Supplied text:

"Slowing down" is a concept I am having a very hard time coming to terms with as I head into the home stretch of this pregnancy. I do find it ironic that during the time I feel like I have so much to do to get ready is the same time I'm supposed to be resting and not pushing myself. Unfortunately, two episodes this week (the 32nd of the pregnancy) have finally hit it home that I've got to slow down or else this baby's gonna show up way sooner than anyone would like.
Saturday afternoon we made a quick trip to one of the outlet centers in Troyes to find a crib. We had already scouted out the two baby stores that offer furniture and large items which are thankfully right next to each other, because a Saturday afternoon is not the time to mosey around Troyes's shopping districts (seriously, people come from very far away, even Paris [yes, it's true!] to hit up our outlet centers so they are pretty much insane every weekend). We eventually settled on one that was right at the limit of our budget but since it was the floor model of a discontinued product that was in perfect condition and 100€ off the original price, we feel like we made a good buy.
Sunday we moved a few things around upstairs in order to make the place for the crib in the baby's room. After removing all the books from the bookcase and moving it next door to our bedroom and putting all the books back, we got all the furniture moved around where it's going to stay and the crib set up. We didn't even spend a lot of time cleaning, as we've got another weekend of tidying and reorganizing coming up. I don't even think we spent two hours on the baby's room but it was enough. By the time we went to bed, I was in pain. The baby was moving around just fine but the bottom of my uterus was tight and sometimes downright painful. Sometime in the middle of the night, Stéph fetched me a Spasfon (an over the counter medicine to stop contractions) and the pain finally subsided in the middle of the morning sometime on Monday.

Dataset entries:
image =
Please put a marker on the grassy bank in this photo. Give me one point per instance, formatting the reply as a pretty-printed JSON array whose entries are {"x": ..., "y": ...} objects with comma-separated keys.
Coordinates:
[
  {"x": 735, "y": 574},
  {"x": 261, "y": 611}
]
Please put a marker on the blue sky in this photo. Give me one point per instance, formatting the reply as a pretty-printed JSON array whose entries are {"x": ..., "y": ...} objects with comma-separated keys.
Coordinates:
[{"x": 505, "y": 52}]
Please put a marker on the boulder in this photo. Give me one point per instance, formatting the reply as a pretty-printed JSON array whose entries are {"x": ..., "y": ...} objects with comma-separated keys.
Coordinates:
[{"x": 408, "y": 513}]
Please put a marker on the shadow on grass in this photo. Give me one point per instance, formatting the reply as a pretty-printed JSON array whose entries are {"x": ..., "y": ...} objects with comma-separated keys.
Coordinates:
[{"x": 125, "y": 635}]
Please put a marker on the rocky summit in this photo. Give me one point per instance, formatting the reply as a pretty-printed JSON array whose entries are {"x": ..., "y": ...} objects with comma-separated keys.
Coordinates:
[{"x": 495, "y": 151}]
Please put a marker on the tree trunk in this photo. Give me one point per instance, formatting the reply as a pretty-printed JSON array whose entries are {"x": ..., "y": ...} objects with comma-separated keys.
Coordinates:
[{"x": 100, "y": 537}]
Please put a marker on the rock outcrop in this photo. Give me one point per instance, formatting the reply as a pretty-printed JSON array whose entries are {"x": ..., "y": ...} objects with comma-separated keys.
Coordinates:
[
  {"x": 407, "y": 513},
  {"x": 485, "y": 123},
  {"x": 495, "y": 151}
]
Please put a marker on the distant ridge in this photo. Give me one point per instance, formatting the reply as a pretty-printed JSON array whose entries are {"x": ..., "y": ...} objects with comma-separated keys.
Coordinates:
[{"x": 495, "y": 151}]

Prompt 1:
Answer these questions from the pregnancy post.
(a) During which week of the pregnancy did the two episodes take place?
(b) How much below its original price was the crib?
(c) What did Stéph fetch in the middle of the night?
Prompt 2: Pick up the pregnancy post after its final sentence and continue it.
The entries are separate from the pregnancy post.

Task response 1:
(a) The 32nd week.
(b) 100€.
(c) A Spasfon.

Task response 2:
Obviously that was a huge sign that I need to really think about my actions now. Still, I thought doing a little walking around and shopping would be relatively safe. Yesterday I went to Troyes on my own to run a few errands - the yarn shop and the bio store downtown, the grande surface store for some things I can't get in Tiny Town - and by the time I got home I was completely wiped out. Not only did I sleep like a log last night, but I found myself in dire need of a nap this afternoon and slept hard for two more hours.
I am not used to this. But this is good for two reasons - one, I know I have to start taking better care of myself now, and two, I know I need to just let it go because pretty soon my schedule is going to be out of my hands and will be centered around the little human being now gestating in my body.